— Begin Rows —
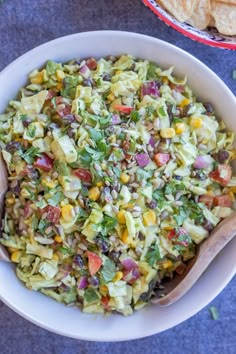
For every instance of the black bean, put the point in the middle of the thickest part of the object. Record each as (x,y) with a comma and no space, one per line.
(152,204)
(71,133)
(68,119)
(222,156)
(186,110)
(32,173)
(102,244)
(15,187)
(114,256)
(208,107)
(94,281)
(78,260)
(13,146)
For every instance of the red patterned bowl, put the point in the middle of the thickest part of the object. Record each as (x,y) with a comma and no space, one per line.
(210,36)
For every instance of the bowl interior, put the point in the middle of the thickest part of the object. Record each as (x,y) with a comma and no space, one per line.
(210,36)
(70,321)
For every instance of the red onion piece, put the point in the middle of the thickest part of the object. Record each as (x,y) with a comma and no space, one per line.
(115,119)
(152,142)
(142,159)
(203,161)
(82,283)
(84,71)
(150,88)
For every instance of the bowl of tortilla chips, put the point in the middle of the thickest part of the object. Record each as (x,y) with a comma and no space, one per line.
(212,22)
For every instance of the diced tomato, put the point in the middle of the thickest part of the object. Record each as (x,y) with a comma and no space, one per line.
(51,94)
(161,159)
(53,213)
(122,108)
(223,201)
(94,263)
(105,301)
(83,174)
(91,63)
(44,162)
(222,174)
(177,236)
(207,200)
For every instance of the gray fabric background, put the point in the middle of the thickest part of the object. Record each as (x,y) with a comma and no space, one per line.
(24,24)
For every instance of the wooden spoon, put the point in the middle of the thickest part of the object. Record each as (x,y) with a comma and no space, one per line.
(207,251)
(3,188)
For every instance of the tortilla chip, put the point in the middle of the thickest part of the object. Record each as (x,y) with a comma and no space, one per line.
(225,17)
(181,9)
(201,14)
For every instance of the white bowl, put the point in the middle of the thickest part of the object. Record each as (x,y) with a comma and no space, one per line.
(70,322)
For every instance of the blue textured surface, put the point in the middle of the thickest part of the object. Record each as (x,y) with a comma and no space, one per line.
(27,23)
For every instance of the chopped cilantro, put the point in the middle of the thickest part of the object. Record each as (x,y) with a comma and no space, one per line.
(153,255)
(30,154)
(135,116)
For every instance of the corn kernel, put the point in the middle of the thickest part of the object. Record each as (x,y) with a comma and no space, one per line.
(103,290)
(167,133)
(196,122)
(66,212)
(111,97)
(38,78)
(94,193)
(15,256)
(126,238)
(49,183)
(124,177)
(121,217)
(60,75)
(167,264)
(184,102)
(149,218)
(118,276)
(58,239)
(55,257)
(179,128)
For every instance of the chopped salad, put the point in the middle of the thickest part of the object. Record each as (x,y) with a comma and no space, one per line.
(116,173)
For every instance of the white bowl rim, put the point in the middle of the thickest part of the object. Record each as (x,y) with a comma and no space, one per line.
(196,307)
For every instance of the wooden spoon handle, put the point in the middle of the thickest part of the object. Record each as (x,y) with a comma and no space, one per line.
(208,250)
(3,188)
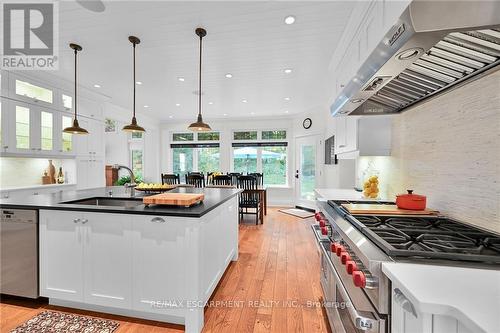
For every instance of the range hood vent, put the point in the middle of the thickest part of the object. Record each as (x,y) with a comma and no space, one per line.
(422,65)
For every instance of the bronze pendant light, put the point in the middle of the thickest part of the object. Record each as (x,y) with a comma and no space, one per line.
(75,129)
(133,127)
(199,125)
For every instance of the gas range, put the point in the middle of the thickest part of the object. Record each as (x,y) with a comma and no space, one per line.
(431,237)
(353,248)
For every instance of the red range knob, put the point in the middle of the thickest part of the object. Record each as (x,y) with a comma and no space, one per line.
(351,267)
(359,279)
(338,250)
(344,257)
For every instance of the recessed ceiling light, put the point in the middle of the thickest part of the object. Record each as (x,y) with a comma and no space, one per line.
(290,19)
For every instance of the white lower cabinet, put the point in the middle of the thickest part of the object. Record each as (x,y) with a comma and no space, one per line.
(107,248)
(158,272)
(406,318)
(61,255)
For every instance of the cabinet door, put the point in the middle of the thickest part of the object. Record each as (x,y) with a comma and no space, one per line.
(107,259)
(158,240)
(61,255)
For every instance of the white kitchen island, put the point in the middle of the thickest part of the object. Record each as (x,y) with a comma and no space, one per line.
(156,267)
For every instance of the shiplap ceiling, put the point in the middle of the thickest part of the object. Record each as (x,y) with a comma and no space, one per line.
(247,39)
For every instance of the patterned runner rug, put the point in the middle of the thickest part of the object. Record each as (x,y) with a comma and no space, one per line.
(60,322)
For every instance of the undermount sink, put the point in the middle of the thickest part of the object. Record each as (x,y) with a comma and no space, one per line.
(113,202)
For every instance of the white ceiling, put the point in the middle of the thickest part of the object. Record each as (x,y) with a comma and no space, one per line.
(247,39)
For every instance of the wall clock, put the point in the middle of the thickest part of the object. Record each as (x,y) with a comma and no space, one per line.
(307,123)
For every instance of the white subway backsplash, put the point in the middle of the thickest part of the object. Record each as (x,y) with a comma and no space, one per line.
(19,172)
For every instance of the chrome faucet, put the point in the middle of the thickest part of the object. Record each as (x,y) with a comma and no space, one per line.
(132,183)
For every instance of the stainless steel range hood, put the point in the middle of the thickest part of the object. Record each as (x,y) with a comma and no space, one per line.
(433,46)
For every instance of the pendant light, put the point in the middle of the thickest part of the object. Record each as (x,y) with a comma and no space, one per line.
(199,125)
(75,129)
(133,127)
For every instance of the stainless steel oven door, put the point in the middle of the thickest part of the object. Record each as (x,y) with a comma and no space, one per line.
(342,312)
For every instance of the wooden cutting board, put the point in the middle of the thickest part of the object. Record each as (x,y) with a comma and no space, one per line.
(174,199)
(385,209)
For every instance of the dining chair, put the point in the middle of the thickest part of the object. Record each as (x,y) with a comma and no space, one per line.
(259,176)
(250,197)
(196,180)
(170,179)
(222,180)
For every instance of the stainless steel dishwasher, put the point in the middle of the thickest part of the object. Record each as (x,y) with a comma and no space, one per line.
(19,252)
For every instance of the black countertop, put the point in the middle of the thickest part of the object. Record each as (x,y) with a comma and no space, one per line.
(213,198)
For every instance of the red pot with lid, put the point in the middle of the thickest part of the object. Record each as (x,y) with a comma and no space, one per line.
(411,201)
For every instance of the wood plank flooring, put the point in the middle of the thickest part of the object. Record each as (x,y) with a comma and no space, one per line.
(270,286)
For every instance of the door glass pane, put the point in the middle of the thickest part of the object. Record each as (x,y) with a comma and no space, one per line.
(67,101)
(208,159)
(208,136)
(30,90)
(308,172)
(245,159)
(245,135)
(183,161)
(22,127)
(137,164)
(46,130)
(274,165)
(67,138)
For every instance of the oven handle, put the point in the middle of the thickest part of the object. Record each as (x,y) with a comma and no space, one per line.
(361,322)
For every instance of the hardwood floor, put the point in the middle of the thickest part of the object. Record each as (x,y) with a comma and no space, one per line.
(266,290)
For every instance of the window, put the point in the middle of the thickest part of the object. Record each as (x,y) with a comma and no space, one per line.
— End Rows —
The request:
Exclude every picture and copy the remaining data exactly.

Complete answer:
For every instance of the black bean, put the point in the middle of the thickest part of the object. Record each as (x,y) with a comma and no space, one per line.
(152,204)
(71,133)
(68,119)
(222,156)
(186,110)
(32,173)
(102,244)
(15,187)
(114,256)
(208,107)
(94,281)
(78,260)
(13,146)
For every instance of the red patterned bowl, put the point in the middle of the thickest part of the object. Record each as (x,y) with a comma and no space, one per line.
(210,36)
For every instance of the bowl interior, put the point in the middle of the thickest part of the object. Record each as (x,y) with a comma and no space, one per line.
(210,36)
(70,321)
For every instance of the red onion piece, put the point in the middle of the thickest part of the object. Record each as (x,y) with a comma and no space, one per line.
(115,119)
(152,142)
(142,159)
(203,161)
(82,283)
(84,71)
(150,88)
For every instance of the bowl of tortilla chips, put the point in the middle of the thickest part of the object. Record each as (x,y) with a comma and no space, one per line.
(212,22)
For every instance of the diced tomato, put the point in the middle of the thickest part of the object. Record each as (x,y) with a comma and no space, one per line.
(51,94)
(161,159)
(53,213)
(122,108)
(223,201)
(94,263)
(105,301)
(83,174)
(91,63)
(44,162)
(222,174)
(177,236)
(207,200)
For every instance of the gray fabric background, put the point in the middle of the thickest part of the object. Record each as (x,y) with a comma and no space, one per line.
(24,24)
For every instance of the wooden spoon, put the point in the middle of the thickest part of the object. Record each as (x,y) with a comma and no space, one per line.
(207,251)
(3,188)
For every instance of the tortilla chip, put the point in the middle of the thickest part of the object. Record each as (x,y) with a comma and no space, one per line.
(225,17)
(181,9)
(201,14)
For every instance of the white bowl, put the point in the middle of the thickest part of the object. Record each as (x,y) with a comma and no space, one per line.
(70,322)
For every instance of the blue textured surface, put the point in the middle of the thickest part of the object. Record each as (x,y) with a comma and no space, one per line.
(27,23)
For every instance of the chopped cilantro, put the point in the middle of the thickest part of the object. Record each as (x,y) with a comma and no space, one per line.
(153,255)
(30,154)
(135,116)
For every instance of the corn kernel, put the point in the middle of the thickest part of the object. Record each as (x,y) with a comma and no space, one per line.
(103,290)
(167,133)
(196,122)
(66,212)
(111,97)
(38,78)
(94,193)
(15,256)
(126,238)
(49,183)
(124,177)
(121,217)
(60,75)
(167,264)
(184,102)
(149,218)
(118,276)
(58,239)
(55,257)
(179,128)
For every instance of the chopped salad, put the point in the middle of the thickest part of the object. Record each as (x,y) with a comma and no space, one per line.
(116,173)
For every instance of the white bowl rim, put the point in the middle of the thickest part of the object. Record each as (x,y) with a comma and no space, one per line.
(196,307)
For every instance of the wooden spoon handle, put the point in the middle of the thickest part of the object. Record each as (x,y) with a comma and no space, one per line.
(208,250)
(3,188)
For every instance of the range hood vent, put the point in the middle of the thickest part of the object. Record each as (x,y) with a comma and no space, one per line.
(422,65)
For every instance of the bronze pendant light, put the point in the middle of the thickest part of the object. Record each as (x,y) with a comma and no space, one per line.
(75,129)
(133,127)
(199,125)
For every instance of the gas range, put the point in the middle of the thickest part of the object. Record each as (x,y) with a comma and no space, one per line.
(431,237)
(353,248)
For every instance of the red range knob, put the point in the middle of the thickest part of the object. Record each as (x,y) with a comma and no space, one per line.
(351,267)
(359,279)
(338,250)
(344,257)
For every instance of the recessed ceiling light, put the point in the middle of the thickest part of the object. Record each as (x,y) with a comma and no space, one per line.
(290,19)
For every instance of the white lower cabinet, put the point in the middle of the thickest part of the object. Record each as (x,y) with a comma and no space, one per line.
(107,248)
(158,272)
(406,318)
(61,255)
For every instance of the cabinet door, put the point in the middle of the thickest part of the object. Record each as (x,y) with a comma and no space, one per line.
(107,259)
(158,240)
(61,255)
For every instance of the white kitchen island, put the point in the middle of the thickest part of the object. Record each as (x,y) with a comma and no space, one per line.
(156,267)
For every instance of the shiplap ceiling, put the point in the middle of the thickest part of the object. Record each as (x,y) with a comma and no space, one per line.
(247,39)
For every instance of the patterned runner rug, put the point in the middle of the thickest part of the object. Record each as (x,y) with a comma and no space, one per line.
(60,322)
For every instance of the undermount sink, put the point in the middle of the thickest part of the object. Record each as (x,y) with a comma and no space, one per line.
(113,202)
For every instance of the white ceiling, put the point in the middle of the thickest part of the object. Record each as (x,y) with a comma and no space, one per line.
(247,39)
For every instance of the wall clock, put the point in the middle of the thickest part of the object. Record each as (x,y) with a comma and no space, one per line.
(307,123)
For every instance of the white subway backsplash, put the point in the middle of the thickest part of the object. Record each as (x,y) with a comma and no space, one per line.
(19,172)
For every instance of the chrome faucet, put the point in the middle of the thickest part of the object. Record each as (x,y) with a comma and no space, one per line.
(132,183)
For every instance of the stainless steel range hood, put the point in the middle of the thickest part of the object. Record each as (x,y) with a comma and no space, one per line.
(433,46)
For every instance of the pendant light, put the point in the middle of the thickest part of the object. Record each as (x,y) with a comma and no space, one per line.
(199,125)
(75,129)
(133,127)
For every instance of the stainless steel oven door, put the point in the middle of the thickest part of the object. Record each as (x,y) with a comma and no space, one per line.
(342,312)
For every instance of the wooden cutting board, put the point in the middle of the thickest part of the object. Record each as (x,y) with a comma and no space, one per line.
(174,199)
(385,209)
For every instance of the dining chair, put the point in the middle of the thickest part of the object. Record each as (x,y) with a comma and no space, one per line.
(259,176)
(250,197)
(196,180)
(170,179)
(222,180)
For every instance of the stainless steel dishwasher, put the point in the middle of the thickest part of the object. Record each as (x,y) with a comma and no space, one per line.
(19,252)
For every instance of the black countertop, put the point in the middle of the thickest part of the object. Record each as (x,y) with a comma and no space, one per line.
(213,198)
For every instance of the red pot with lid, put the point in the middle of the thickest part of the object. Record each as (x,y) with a comma and no space, one per line.
(411,201)
For every instance of the wood plank flooring, put the point in the middle of the thickest part of the object. Record each as (x,y) with a comma and no space, one per line.
(270,286)
For every instance of the door glass pane, put the point in the middle of the thickest part of the object. Record each as (x,y) with a comma and no space, one per line.
(67,101)
(208,159)
(208,136)
(30,90)
(308,172)
(245,159)
(245,135)
(183,161)
(22,127)
(137,164)
(46,130)
(274,165)
(67,138)
For every instance of the oven handle, put the point in the middle of the thickest part of the object. Record each as (x,y) with a comma and no space, one per line.
(361,322)
For every instance of the hardwood floor, put the point in the middle of the thickest part of the object. Record each as (x,y) with a comma and no space, one per line.
(266,290)
For every instance of the window, put the point in the middle of the thickest part of the object. Record each as (x,y) with a comma and no space, one per line.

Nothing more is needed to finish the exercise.